_Task directions_. In your copy, reproduce the entries exactly as they are, minus the images.

_Material to process_.
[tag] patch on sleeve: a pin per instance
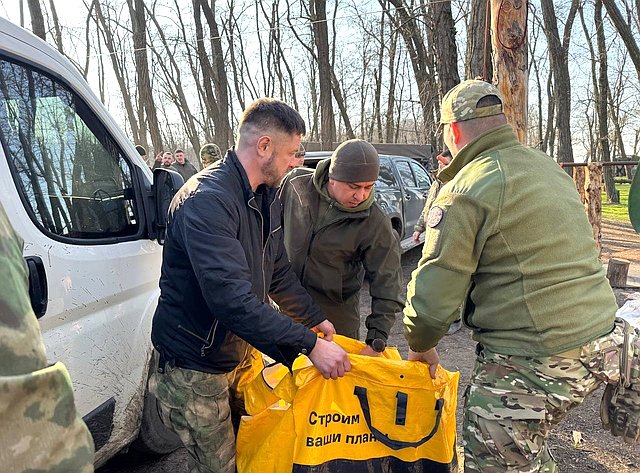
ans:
(435, 216)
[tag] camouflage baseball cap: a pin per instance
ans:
(461, 102)
(210, 153)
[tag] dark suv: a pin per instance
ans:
(401, 191)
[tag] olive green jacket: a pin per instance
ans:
(508, 228)
(331, 248)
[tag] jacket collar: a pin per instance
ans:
(232, 158)
(492, 140)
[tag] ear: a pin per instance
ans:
(263, 145)
(456, 132)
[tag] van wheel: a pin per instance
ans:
(154, 437)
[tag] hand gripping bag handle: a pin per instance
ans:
(361, 393)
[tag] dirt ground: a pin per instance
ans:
(597, 451)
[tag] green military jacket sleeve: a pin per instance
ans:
(508, 233)
(41, 430)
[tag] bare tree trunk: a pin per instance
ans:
(56, 27)
(118, 70)
(145, 95)
(478, 62)
(321, 39)
(614, 108)
(408, 25)
(550, 135)
(378, 83)
(389, 137)
(624, 29)
(219, 76)
(444, 45)
(601, 104)
(175, 89)
(534, 64)
(593, 148)
(558, 56)
(510, 60)
(37, 20)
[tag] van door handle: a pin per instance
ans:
(38, 292)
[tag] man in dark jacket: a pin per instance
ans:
(182, 166)
(223, 258)
(335, 232)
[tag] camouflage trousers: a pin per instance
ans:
(513, 402)
(204, 410)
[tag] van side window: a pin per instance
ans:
(72, 177)
(385, 178)
(405, 174)
(424, 182)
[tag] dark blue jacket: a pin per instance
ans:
(220, 264)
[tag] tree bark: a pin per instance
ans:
(321, 39)
(421, 60)
(145, 94)
(478, 62)
(37, 20)
(593, 202)
(118, 70)
(444, 45)
(558, 56)
(624, 29)
(219, 77)
(601, 105)
(510, 73)
(56, 27)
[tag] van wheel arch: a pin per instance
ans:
(154, 437)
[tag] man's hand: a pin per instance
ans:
(429, 357)
(325, 327)
(330, 359)
(368, 351)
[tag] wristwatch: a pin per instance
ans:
(378, 345)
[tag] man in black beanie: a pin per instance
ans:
(335, 233)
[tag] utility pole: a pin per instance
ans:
(510, 66)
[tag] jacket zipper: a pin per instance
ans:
(313, 236)
(208, 342)
(264, 246)
(210, 338)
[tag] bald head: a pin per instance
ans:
(267, 116)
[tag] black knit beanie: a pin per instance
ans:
(355, 161)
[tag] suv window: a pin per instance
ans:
(405, 174)
(386, 178)
(72, 176)
(421, 175)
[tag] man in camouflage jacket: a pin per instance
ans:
(40, 429)
(508, 231)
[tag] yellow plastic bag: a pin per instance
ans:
(383, 412)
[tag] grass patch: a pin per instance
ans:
(618, 212)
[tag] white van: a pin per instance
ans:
(85, 204)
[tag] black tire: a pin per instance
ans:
(154, 437)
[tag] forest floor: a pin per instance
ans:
(598, 450)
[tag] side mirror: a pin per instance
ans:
(166, 184)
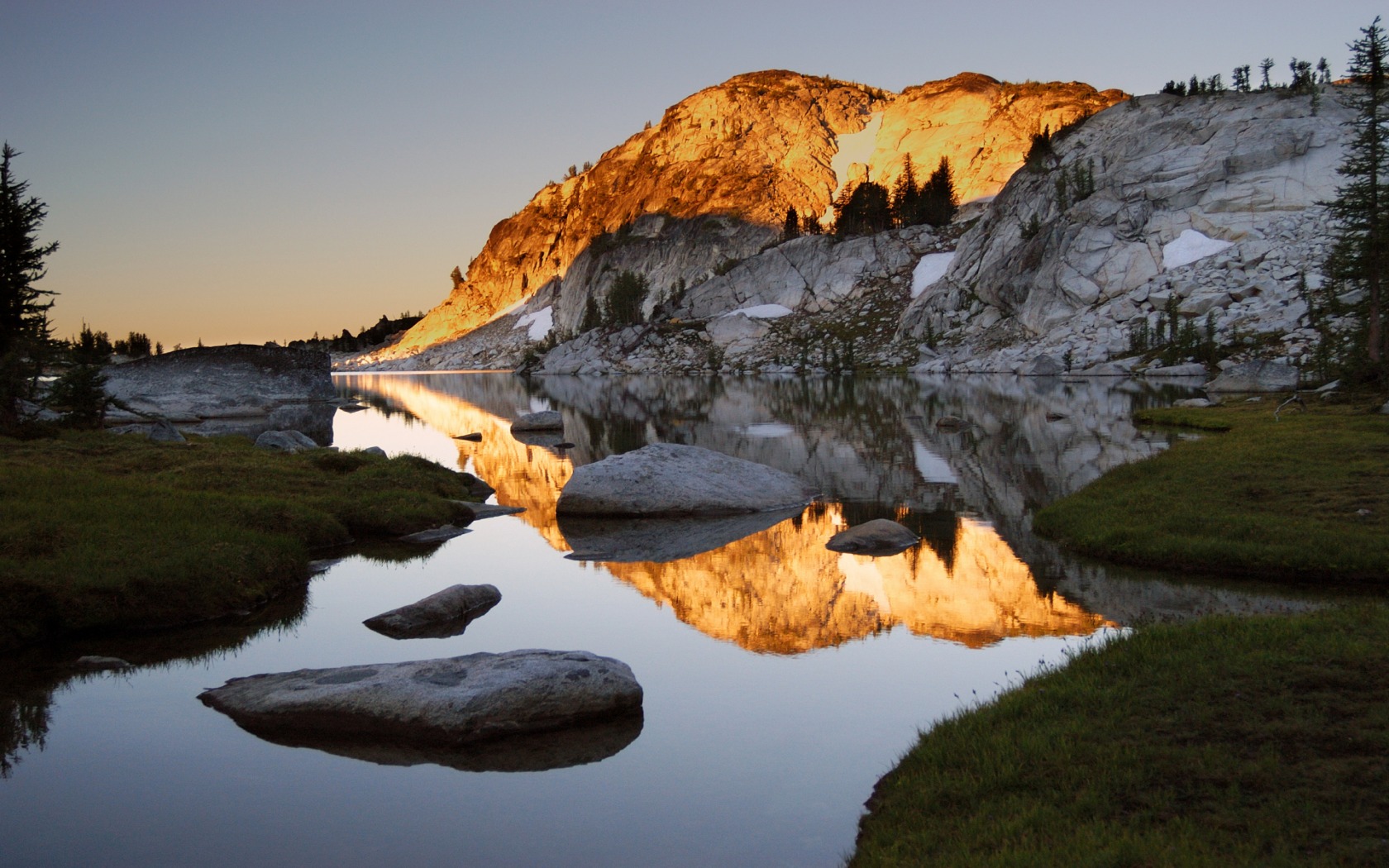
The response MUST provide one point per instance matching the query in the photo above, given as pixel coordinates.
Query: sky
(263, 171)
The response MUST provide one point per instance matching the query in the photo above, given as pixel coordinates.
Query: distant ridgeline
(365, 339)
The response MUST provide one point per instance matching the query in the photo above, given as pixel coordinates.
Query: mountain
(1200, 210)
(713, 182)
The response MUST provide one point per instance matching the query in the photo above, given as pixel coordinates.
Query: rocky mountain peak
(747, 150)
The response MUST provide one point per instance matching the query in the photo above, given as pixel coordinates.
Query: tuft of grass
(1228, 741)
(1301, 498)
(99, 531)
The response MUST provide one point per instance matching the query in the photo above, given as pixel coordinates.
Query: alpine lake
(781, 680)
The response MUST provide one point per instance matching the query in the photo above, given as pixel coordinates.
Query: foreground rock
(447, 702)
(668, 479)
(1256, 377)
(878, 538)
(438, 616)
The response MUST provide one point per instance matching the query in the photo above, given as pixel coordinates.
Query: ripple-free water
(781, 681)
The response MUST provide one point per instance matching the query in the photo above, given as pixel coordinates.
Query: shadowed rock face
(230, 389)
(434, 702)
(668, 479)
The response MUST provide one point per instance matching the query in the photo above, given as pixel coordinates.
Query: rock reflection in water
(782, 592)
(525, 753)
(772, 589)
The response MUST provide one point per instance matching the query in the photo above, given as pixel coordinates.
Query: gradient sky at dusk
(260, 171)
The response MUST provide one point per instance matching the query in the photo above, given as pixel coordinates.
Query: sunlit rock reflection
(772, 589)
(782, 592)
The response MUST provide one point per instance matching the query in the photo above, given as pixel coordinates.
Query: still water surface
(781, 680)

_Task result_.
[tag] patch on sleeve: a pin per instance
ans:
(435, 216)
[tag] camouflage baseball cap: a pin per instance
ans:
(461, 102)
(210, 153)
[tag] dark suv: a pin per instance
ans:
(401, 191)
[tag] olive green jacket: a pin per instance
ans:
(508, 228)
(331, 248)
[tag] jacket collar: a pin per instance
ans:
(232, 158)
(492, 140)
[tag] ear: a pin per instance
ans:
(263, 145)
(456, 132)
[tag] van wheel: a pin per instance
ans:
(154, 437)
[tag] hand gripping bag handle: a pin per instance
ans:
(361, 393)
[tag] dirt ground: a pin per instance
ans:
(597, 451)
[tag] green military jacket sleeve: a pin per instance
ans:
(508, 233)
(41, 430)
[tag] bare tree trunk: a pin per instance
ans:
(56, 27)
(118, 70)
(145, 95)
(478, 62)
(321, 39)
(614, 108)
(408, 25)
(550, 135)
(378, 83)
(389, 137)
(624, 29)
(219, 76)
(444, 45)
(601, 104)
(175, 89)
(534, 64)
(593, 148)
(558, 56)
(510, 60)
(37, 20)
[tag] van door handle: a pin per instance
ans:
(38, 292)
[tag] man in dark jacket: a pin per instance
ans:
(182, 166)
(223, 258)
(335, 232)
[tag] camouflage trousers: a pin per instance
ans:
(513, 402)
(204, 410)
[tag] van side window: a pin per instance
ans:
(72, 177)
(385, 178)
(405, 174)
(424, 182)
[tag] dark blue jacket: a pin per instance
ans:
(220, 264)
[tag] tree bark: a pin per instance
ans:
(321, 39)
(421, 60)
(145, 94)
(478, 62)
(37, 20)
(593, 202)
(118, 70)
(444, 45)
(558, 56)
(624, 29)
(219, 77)
(601, 105)
(510, 73)
(56, 27)
[tag] van wheel arch: a pin per instance
ans:
(154, 437)
[tag] man's hand: a pin per instance
ans:
(429, 357)
(325, 327)
(330, 359)
(368, 351)
[tag] wristwatch: a pin per instance
ans:
(378, 345)
[tag] man in black beanie: a pin per instance
ans:
(335, 233)
[tag] utility pole: a pin per instance
ans:
(510, 66)
[tag] jacket zipper: a pin per instance
ans:
(313, 236)
(208, 342)
(264, 246)
(210, 338)
[tag] bald head: a pin per instance
ans:
(267, 116)
[tag] black knit beanie: a pin per instance
ans:
(355, 161)
[tag] suv window: a pin per instance
ans:
(405, 174)
(386, 178)
(72, 176)
(421, 175)
[tag] man in camouflage jacket: a pin per instance
ans:
(40, 429)
(508, 231)
[tag] yellow plastic bag: a pin per instance
ans:
(383, 412)
[tag] grass patch: a pin per instance
ans:
(618, 212)
[tag] white van: a pin per instance
ans:
(85, 204)
[tag] black tire: a pin per instance
ans:
(154, 437)
[tag] forest floor: a pin per instance
ans:
(598, 450)
[tag] side mirror: a pin per instance
ans:
(166, 184)
The response MUST provide one point per instance matching the query in the photo above, given as pixel coordinates.
Query: sky
(263, 171)
The response MUST provide one point per instance matching the query in the photo above, given as pixel coordinates.
Query: distant ridgeline
(365, 339)
The response MUST provide one point per instance matching the query in the photo above, given as pixel coordinates.
Query: mountain
(1200, 210)
(713, 182)
The response MUST provide one point per instance matching the query in the photo above, given as pixel coordinates.
Query: rocky mountain peak
(747, 150)
The response MUST provide one point per instance matching the query in the photo above, given as pixel coordinates.
Query: tuft of grass
(1228, 741)
(1301, 498)
(99, 531)
The response MUST provide one point per instance matching the query in the photo above, given as pixel coordinates.
Query: alpine lake
(781, 680)
The response MUST provide one point per instance matching the query in the photo above, given as pixel coordinates.
Query: foreground rock
(447, 702)
(668, 479)
(1256, 377)
(878, 538)
(438, 616)
The response MUST provide one point per instance matching the query in the photo above, given as pixel coordinates.
Query: ripple-free water
(781, 681)
The response MUST provide one point per instance matching the query in the photo above, given as pixel coordinates.
Query: shadowed rock face
(230, 389)
(434, 702)
(668, 479)
The response MUST provide one point per instance matching the query in the photo above, given as pixel coordinates.
Query: rock reflection in water
(782, 592)
(525, 753)
(772, 589)
The response MUST provide one point per instance matching the query in the photo above, given as pixel coordinates.
Query: gradient sky at dusk
(260, 171)
The response MUST provide one point per instance matching the query in the photo above, given as pixel coordinates.
Query: sunlit rock reflection
(772, 589)
(782, 592)
The response MUST provide one point per instance matching the query in the photo above, given as pixel coordinates.
Query: still water surface
(781, 680)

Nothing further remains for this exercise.